(Point-per-instance localization data)
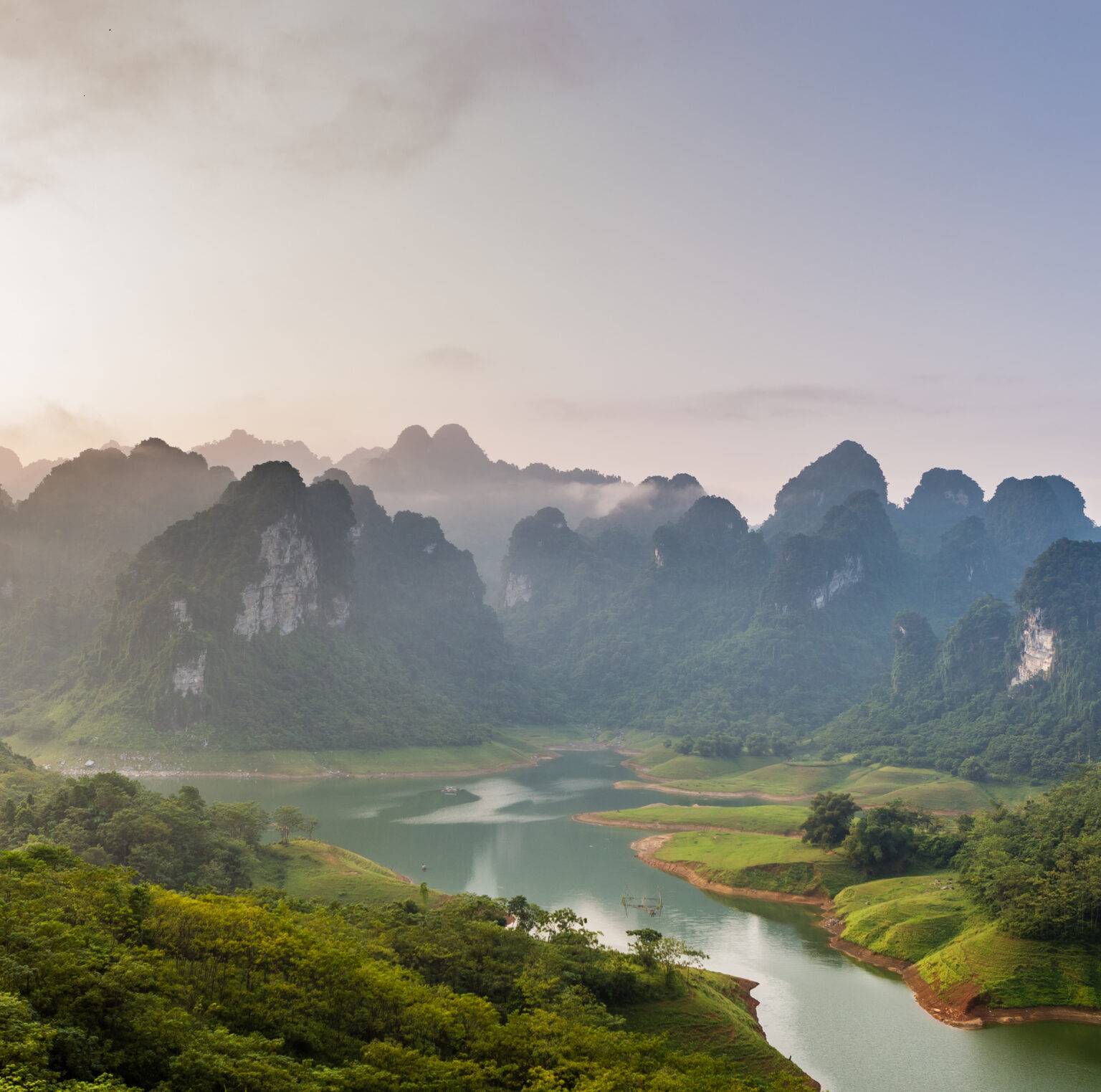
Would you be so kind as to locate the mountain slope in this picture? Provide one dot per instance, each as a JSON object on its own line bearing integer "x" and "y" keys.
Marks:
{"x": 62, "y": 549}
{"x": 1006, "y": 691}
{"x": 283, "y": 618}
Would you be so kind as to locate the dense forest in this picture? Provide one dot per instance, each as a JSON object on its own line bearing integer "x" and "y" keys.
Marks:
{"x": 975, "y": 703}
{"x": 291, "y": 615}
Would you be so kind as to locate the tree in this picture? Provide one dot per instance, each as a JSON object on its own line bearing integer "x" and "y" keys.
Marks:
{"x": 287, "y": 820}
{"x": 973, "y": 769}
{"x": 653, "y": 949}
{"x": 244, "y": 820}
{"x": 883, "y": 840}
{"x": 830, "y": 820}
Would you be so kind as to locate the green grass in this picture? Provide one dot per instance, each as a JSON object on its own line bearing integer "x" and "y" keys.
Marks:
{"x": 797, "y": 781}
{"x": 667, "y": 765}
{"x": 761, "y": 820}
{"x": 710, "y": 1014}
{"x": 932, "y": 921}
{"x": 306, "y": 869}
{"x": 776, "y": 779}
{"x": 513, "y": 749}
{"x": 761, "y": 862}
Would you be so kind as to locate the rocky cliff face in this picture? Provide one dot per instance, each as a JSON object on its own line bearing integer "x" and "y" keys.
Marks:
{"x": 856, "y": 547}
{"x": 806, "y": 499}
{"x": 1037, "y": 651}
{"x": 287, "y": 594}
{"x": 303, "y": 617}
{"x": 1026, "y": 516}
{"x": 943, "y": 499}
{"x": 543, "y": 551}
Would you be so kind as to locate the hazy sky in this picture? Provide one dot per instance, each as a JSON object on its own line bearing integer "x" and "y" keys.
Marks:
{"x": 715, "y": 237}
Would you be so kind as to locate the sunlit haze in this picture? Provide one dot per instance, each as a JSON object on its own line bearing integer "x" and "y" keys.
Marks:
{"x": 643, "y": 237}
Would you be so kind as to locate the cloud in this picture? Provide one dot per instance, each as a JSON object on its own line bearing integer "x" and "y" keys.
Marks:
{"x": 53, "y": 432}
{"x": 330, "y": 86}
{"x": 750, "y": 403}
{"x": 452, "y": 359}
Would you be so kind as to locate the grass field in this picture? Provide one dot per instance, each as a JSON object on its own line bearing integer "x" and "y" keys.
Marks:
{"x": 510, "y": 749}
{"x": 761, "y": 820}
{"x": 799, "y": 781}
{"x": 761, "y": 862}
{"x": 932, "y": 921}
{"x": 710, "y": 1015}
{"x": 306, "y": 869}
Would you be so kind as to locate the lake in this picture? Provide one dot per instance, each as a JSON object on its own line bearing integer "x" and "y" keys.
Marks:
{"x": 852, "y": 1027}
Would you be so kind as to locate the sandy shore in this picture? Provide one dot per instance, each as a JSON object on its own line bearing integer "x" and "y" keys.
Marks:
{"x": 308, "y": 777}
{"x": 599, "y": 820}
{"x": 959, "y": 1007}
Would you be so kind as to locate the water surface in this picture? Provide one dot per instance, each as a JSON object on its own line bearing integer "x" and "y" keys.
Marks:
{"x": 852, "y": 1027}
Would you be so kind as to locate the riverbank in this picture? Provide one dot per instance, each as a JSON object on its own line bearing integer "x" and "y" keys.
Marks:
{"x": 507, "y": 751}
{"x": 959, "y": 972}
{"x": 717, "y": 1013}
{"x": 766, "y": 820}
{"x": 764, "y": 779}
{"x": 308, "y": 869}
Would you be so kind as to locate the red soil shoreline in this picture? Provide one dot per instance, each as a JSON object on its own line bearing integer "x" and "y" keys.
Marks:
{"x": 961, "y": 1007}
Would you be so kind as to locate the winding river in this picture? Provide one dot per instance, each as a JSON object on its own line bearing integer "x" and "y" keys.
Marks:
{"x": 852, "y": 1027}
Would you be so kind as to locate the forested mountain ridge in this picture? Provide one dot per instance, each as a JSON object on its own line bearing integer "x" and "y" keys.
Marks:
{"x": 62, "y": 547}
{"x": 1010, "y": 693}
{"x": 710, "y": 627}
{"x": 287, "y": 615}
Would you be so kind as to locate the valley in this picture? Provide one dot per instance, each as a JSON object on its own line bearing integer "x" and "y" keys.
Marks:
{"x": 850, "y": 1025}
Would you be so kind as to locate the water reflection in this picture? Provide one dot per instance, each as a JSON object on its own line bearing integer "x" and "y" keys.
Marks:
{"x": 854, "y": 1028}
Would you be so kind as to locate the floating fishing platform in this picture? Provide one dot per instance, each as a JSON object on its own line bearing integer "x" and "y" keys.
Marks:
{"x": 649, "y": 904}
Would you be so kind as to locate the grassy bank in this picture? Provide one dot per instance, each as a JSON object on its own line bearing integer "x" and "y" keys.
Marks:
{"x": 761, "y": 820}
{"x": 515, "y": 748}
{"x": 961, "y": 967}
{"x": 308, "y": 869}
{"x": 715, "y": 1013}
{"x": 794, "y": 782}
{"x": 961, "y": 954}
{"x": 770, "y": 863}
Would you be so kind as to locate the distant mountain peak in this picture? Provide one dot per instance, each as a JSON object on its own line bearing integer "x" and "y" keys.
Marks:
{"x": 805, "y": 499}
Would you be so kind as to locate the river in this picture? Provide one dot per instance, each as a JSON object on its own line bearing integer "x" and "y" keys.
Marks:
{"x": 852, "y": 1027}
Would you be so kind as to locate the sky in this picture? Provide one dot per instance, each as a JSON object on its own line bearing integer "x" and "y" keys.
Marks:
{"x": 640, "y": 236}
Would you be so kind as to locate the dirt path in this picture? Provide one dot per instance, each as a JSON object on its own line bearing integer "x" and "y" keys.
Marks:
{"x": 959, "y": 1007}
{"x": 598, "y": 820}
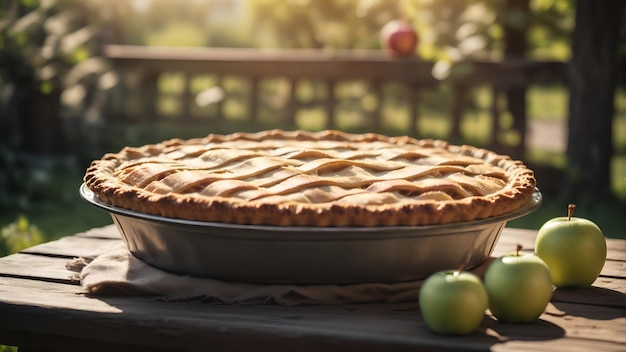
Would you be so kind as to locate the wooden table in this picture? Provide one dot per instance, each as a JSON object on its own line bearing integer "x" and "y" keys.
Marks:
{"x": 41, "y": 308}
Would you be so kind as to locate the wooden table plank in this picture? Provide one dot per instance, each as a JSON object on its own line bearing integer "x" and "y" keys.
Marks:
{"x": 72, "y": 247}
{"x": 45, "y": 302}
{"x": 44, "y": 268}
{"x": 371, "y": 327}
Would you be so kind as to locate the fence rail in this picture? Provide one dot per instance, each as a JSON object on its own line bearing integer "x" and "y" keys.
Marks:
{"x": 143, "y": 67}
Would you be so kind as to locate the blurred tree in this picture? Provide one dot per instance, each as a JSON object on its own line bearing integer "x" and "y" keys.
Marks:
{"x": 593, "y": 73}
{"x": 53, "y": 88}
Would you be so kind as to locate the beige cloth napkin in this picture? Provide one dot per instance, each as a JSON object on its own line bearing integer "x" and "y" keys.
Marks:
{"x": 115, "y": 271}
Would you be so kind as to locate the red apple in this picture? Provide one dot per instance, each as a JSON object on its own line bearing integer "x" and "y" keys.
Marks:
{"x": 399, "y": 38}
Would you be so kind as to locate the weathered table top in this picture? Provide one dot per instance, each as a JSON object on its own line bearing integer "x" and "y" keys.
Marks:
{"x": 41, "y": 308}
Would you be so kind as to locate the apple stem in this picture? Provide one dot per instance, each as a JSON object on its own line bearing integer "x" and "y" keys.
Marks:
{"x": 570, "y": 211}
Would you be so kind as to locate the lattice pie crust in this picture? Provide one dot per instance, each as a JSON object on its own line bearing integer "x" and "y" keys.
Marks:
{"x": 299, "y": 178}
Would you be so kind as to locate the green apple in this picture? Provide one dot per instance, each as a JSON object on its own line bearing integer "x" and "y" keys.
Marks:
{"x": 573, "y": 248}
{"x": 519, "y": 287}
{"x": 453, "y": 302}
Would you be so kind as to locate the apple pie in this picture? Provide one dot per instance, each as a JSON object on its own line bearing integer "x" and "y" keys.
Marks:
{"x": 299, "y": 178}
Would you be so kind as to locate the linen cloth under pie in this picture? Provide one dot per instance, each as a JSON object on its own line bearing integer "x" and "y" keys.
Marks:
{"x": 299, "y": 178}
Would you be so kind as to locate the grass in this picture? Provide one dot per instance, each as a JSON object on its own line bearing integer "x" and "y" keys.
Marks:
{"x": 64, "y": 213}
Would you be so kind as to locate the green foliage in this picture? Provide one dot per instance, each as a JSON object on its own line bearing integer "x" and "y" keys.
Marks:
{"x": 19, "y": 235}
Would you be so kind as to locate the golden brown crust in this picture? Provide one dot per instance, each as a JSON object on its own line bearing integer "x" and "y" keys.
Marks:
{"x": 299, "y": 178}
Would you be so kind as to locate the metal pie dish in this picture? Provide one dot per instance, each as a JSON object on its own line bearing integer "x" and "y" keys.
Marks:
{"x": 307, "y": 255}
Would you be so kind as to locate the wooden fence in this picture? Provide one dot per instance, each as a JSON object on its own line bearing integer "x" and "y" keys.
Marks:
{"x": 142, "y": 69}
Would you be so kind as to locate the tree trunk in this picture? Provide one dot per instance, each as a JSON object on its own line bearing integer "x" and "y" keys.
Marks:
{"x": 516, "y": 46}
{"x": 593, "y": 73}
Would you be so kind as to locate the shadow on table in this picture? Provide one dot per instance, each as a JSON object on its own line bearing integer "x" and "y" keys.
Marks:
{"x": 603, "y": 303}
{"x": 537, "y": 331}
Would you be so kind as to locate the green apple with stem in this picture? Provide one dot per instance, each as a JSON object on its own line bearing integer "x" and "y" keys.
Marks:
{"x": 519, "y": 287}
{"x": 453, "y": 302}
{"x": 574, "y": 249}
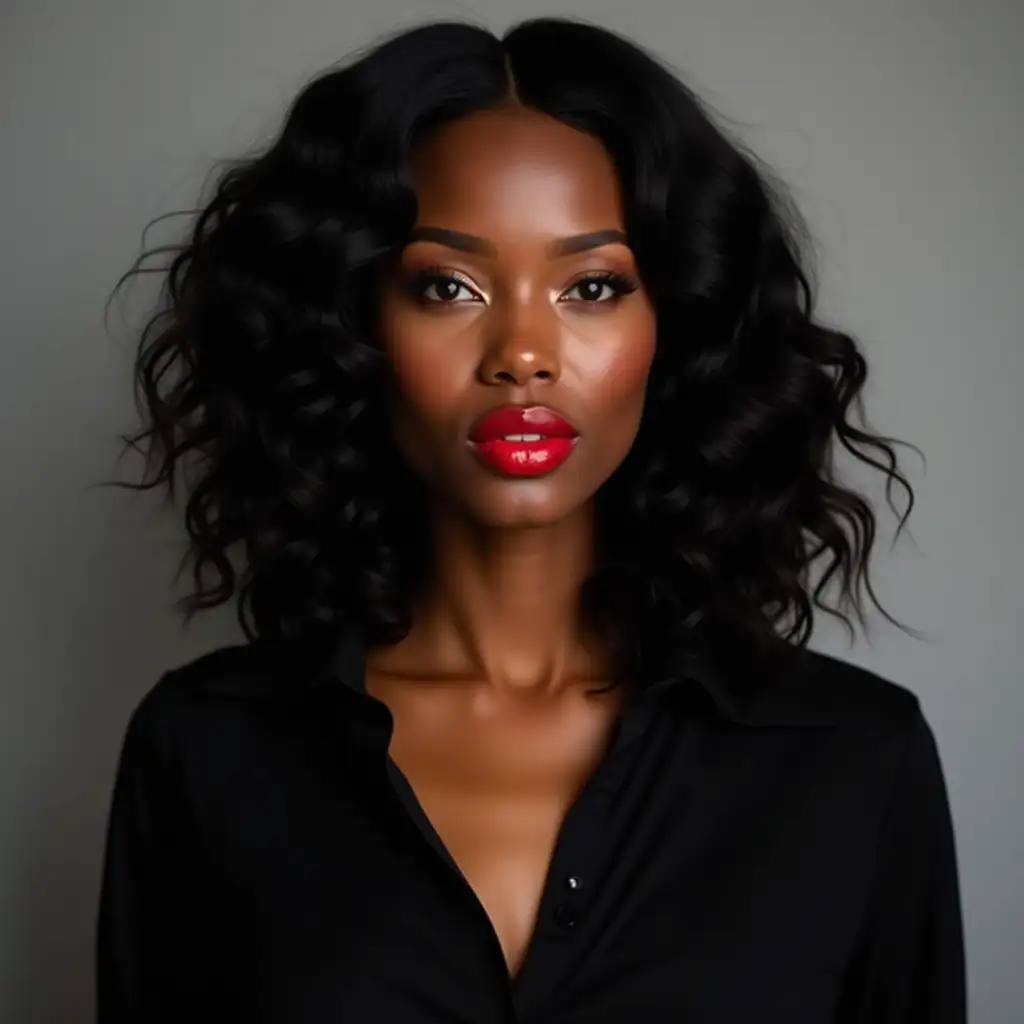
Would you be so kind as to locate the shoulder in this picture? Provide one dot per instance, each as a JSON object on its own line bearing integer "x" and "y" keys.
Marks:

What you should do: Pull out every line above that holds the word "crust".

Answer below:
Would you be so kind as to locate the lattice pie crust in this picture? Provide one dot per instance, each as a JSON object on its own line bearing integer "x" and "y" keys.
Would you be so kind as to locate the golden brown crust in this picture? Provide one dot per instance, each as a JSON object on its own line bearing integer "x" and "y" keys.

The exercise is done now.